By: Rachel Goossen, MD
In May 2019, headlines of a study out of University of Michigan hit the lay media: “New Doctors’ DNA Ages 6 Times Faster Than Normal in First Year.” Using DNA samples submitted by medical residents across the country, the Intern Health Study measured telomere length before and after residents completed their intern years. Loss of telomere length has been associated with morbidity, mortality, and even depression. A clear association was made in the study between the degree of telomere shrinkage and the reported number of hours the interns worked each week. The study’s senior author, Srijan Sen, MD, PhD, concluded that interns should focus “as much as they can on their mood, sleep, and stress-relieving activities.”
In a 2016 publication on the prevalence of depression among medical interns, Sen found that 35% of respondents screened positive for clinically significant depression. Depression during intern year was found to correlate negatively with job satisfaction and positively with medical errors. Amongst their conclusions:
“Destigmatization of mental illness among medical trainees and making screening and treatment for depression more accessible are important steps to addressing this issue. Proactive, resilience-based strategies also may help interns retain the enthusiasm that brought them to the medical profession in the first place so that they may emerge from training as capable, confident and forward-looking practitioners.”
I’m fairly certain I participated in this study. My rapidly shrinking telomeres and the ongoing trauma of my medical education has rendered my short term memory essentially useless, but I do recall, at some point during my intern year, submitting a DNA sample to some study that I’d thought had some merit and wondering if I would regret it later. I appreciate Dr. Sen’s dedication to bringing attention to the unhealthy and inhumane aspects of medical training and I echo his call for change. I do, however, feel there is a glaring question that has not yet been adequately addressed: Why is this job so depressing?
I had the good fortune to be raised in a family where mental health was anything but stigmatized. When I went to my parents with stress or conflict they felt was beyond their purview, I was met with an enthusiastic, “Why don’t we get you scheduled with a counselor?” As a result, I’ve had a string of (mostly) wonderful therapists come in an out of my life over the past few decades. Engaging in good therapy during times of need has given me better insight, self-awareness, and certainly better coping skills. Any of my friends, family, or patients will tell you a I am an enormous proponent of therapy—therapy for everyone!
I actually didn’t find myself in need of therapy during residency until about halfway through intern year when my infant daughter suffered an episode of anaphylaxis that left me feeling traumatized. I started seeing Dr. H soon after and was so grateful to have the established clinical relationship and support system when several other significant challenges arose in the months that followed.
Towards the end of a particularly grueling month in the MICU, during which I was completely isolated from the residents in my program, not to mention my friends and family, I attended a badly needed counseling session. Aside from the 30 hour shifts and post call rounding, I found myself really struggling with the emotional toll of watching fellow humans in horrifying states of illness, actively suffering from pain I could not take away. I told Dr. H, “I feel like I just can’t watch any more people die. This is really depressing.” Dr. H looked at me and said, “That is an appropriate reaction to this situation. This is an exceptional circumstance.”
This thought has resonated for me more than any other throughout residency and was a tremendous gift from Dr. H to me. Her words were a permission that we, as medical trainees, are not given at work. She normalized my reaction to a completely abnormal experience. This acknowledgment–that medical training can be toxically abnormal–and the permission to react appropriately to it, was revelatory and completely new.

• **Extracted material**:
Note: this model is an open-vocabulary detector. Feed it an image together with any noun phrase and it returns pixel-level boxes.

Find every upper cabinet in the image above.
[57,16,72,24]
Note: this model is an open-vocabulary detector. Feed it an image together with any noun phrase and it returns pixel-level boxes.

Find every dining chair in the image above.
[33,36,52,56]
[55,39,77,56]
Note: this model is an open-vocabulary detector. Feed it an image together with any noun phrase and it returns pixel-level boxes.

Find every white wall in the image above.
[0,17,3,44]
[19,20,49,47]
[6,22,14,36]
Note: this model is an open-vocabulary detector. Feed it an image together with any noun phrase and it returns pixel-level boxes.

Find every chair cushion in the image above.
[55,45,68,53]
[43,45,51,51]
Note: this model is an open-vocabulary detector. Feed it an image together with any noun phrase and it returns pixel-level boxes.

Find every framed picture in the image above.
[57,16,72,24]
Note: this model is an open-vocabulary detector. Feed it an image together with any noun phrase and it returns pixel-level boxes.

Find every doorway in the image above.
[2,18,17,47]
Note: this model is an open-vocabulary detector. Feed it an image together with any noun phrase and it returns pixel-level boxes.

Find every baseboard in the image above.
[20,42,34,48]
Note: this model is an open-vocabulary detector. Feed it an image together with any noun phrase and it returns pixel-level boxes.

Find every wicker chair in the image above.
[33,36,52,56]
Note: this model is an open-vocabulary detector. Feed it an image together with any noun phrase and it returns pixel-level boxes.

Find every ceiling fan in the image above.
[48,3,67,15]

==

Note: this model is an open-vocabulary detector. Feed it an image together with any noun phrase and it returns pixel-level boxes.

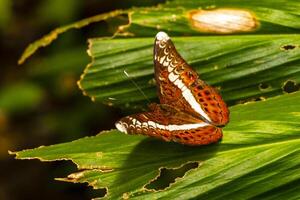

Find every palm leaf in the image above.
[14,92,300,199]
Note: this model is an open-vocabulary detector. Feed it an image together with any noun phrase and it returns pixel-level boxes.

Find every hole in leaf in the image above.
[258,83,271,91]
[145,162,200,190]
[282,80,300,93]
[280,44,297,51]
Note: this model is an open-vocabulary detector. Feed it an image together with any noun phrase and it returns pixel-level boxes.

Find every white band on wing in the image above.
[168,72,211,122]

• **Work instruction 1**: Copy word for word the part of the essay on intern depression from "I actually didn’t" up to and including "months that followed.".
• **Work instruction 2**:
Answer these questions using the essay on intern depression:
(a) In the 2016 publication, what percentage of respondents screened positive for clinically significant depression?
(b) What happened to the writer's infant daughter about halfway through intern year?
(c) In which unit did the writer spend the grueling month of isolation?
The items play no part in this work.

• **Exercise answer 1**:
I actually didn’t find myself in need of therapy during residency until about halfway through intern year when my infant daughter suffered an episode of anaphylaxis that left me feeling traumatized. I started seeing Dr. H soon after and was so grateful to have the established clinical relationship and support system when several other significant challenges arose in the months that followed.

• **Exercise answer 2**:
(a) 35%
(b) She suffered an episode of anaphylaxis.
(c) The MICU